**** Document text

Essay

Political Poeticizing

‘The Gift Outright’ and how poetry is built on problems.

BY Siobhan Phillips

Originally Published: July 01, 2015
Image of John F. Kennedy giving a speech.
John F. Kennedy delivers his inaugural address in Washington, D. C. in 1961.

Good politics is a game of clear, unambiguous messages; good poetry, less so. How to make poetry political, then? Take “The Gift Outright,” by Robert Frost, a poem about American history and politics that occupies its own space within them. First published in 1942, the poem is most famous for its appearance at John F. Kennedy’s inauguration in 1961. Frost was the first American poet to read at a presidential swearing-in ceremony, and his inclusion seemed to signal new prestige for poetry itself. Kennedy later called Frost’s work “the deepest source of our national strength.” But Frost didn’t trust “The Gift Outright” to demonstrate that strength. He wrote another—bad—poem to make sure his audience got the point. The couplet-rich “For John F. Kennedy’s Inauguration” bristles with certainty about the American past: “Our venture in revolution and outlawry / Has justified itself in freedom’s story / Right down to now in glory upon glory.” It’s also pretty confident about the American future—“a golden age of poetry and power / Of which this noonday’s the beginning hour.” Together, the assertions of this “preliminary history” were meant to set up “The Gift Outright.”

“The Gift Outright” might not need such help. It already focuses on a key American-exceptionalist myth, the story of settlement. “The land was ours before we were the land’s,” the poem begins, looking “westward” to national fulfillment. When Kennedy accepted the Democratic nomination in July 1960, he invoked the same narrative, describing how “pioneers of old gave up their safety, their comfort and sometimes their lives to build up a new world” before rallying listeners to join him at a “New Frontier—the frontier of the 1960s—a frontier of unknown opportunities and perils—a frontier of unfulfilled hopes and threats.” Frost’s poem seems to ratify Kennedy’s return to Manifest Destiny.

Frost’s poem also undermines it, though. In “The Gift Outright,” “freedom’s story” doubts happy endings. The conclusion exposes parallel uncertainties about “the land”: “such as she was, such as she would become.” Wary of what has been, the line is necessarily wary of what is to be, because any future will rewrite the past. Both include, therefore, the poem’s racist assumption of a white, European, landowning “we” and its racist ignorance of how the same Europeans worked to eradicate Native American culture and perpetuate slavery. The very crudity of Frost’s trundling, plain-spoken, mostly end-stopped lines betrays insecurity rather than confidence about “civilization,” wonder rather than scorn at a supposedly “artless” and “unenhanced” continent. (Marit MacArthur, in her analysis of the poem, is acute on these ambiguities.) Frost’s “vaguely realizing westward” could be hesitant as well as indistinct. It’s not surprising that this poem was probably begun in depression-ridden Key West; MacArthur, citing Robert Faggen and Lawrance Thompson, suggests 1935. “The Gift Outright” doesn’t wholeheartedly believe in national triumph or national progress.

********
**** Given data

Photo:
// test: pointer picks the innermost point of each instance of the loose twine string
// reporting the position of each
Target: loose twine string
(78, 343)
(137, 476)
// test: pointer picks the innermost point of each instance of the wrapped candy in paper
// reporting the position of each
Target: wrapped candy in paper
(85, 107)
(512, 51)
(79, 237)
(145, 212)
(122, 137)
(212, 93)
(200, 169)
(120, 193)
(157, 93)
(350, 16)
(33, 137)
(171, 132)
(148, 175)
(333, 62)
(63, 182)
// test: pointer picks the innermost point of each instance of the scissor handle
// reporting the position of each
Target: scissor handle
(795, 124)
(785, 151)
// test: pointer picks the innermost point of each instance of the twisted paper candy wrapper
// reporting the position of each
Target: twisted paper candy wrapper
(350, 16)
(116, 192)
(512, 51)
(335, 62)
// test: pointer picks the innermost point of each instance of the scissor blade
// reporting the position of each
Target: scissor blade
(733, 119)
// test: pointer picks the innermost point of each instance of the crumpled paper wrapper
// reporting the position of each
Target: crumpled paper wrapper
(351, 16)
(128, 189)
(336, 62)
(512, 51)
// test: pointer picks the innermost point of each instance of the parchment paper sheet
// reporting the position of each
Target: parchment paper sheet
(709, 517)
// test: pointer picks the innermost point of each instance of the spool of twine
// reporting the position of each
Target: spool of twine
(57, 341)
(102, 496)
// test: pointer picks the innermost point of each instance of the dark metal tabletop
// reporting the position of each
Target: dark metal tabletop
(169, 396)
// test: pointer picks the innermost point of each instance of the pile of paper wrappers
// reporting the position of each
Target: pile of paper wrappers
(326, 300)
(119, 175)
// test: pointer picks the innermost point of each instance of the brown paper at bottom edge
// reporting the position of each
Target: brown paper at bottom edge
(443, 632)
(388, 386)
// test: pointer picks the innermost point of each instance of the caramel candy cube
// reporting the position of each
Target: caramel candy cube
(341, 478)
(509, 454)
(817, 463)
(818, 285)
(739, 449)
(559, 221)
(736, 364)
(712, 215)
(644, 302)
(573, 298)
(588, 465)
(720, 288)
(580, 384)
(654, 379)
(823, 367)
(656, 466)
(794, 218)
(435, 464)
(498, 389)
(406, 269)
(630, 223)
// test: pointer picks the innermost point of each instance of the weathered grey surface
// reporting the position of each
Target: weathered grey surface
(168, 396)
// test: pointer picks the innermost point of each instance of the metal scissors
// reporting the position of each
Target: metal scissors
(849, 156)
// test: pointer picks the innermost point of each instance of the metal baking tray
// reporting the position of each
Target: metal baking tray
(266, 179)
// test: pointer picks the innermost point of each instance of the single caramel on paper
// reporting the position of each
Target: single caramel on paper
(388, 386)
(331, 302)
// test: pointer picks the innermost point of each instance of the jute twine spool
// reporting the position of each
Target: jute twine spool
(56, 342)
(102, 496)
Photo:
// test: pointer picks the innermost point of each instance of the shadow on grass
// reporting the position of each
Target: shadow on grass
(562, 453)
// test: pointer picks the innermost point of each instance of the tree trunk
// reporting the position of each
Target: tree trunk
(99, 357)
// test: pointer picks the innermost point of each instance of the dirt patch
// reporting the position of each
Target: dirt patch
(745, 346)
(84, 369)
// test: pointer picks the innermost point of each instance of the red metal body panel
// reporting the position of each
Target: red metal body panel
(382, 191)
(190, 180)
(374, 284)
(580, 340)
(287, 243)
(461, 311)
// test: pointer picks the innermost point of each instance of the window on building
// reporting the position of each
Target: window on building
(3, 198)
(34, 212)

********

### What you will do
1 > Answer these questions using the essay.
(a) In what year was "The Gift Outright" first published?
(b) What did Kennedy later call Frost's work?
(c) Where was the poem probably begun, and what year does MacArthur suggest?
2 > Retype the part of the essay that begins at the words "Political Poeticizing" and stops after the words "giving a speech.".

### Exercise responses
1 >
(a) 1942.
(b) "the deepest source of our national strength."
(c) Key West; 1935.

2 >
Political Poeticizing

‘The Gift Outright’ and how poetry is built on problems.

BY Siobhan Phillips

Originally Published: July 01, 2015
Image of John F. Kennedy giving a speech.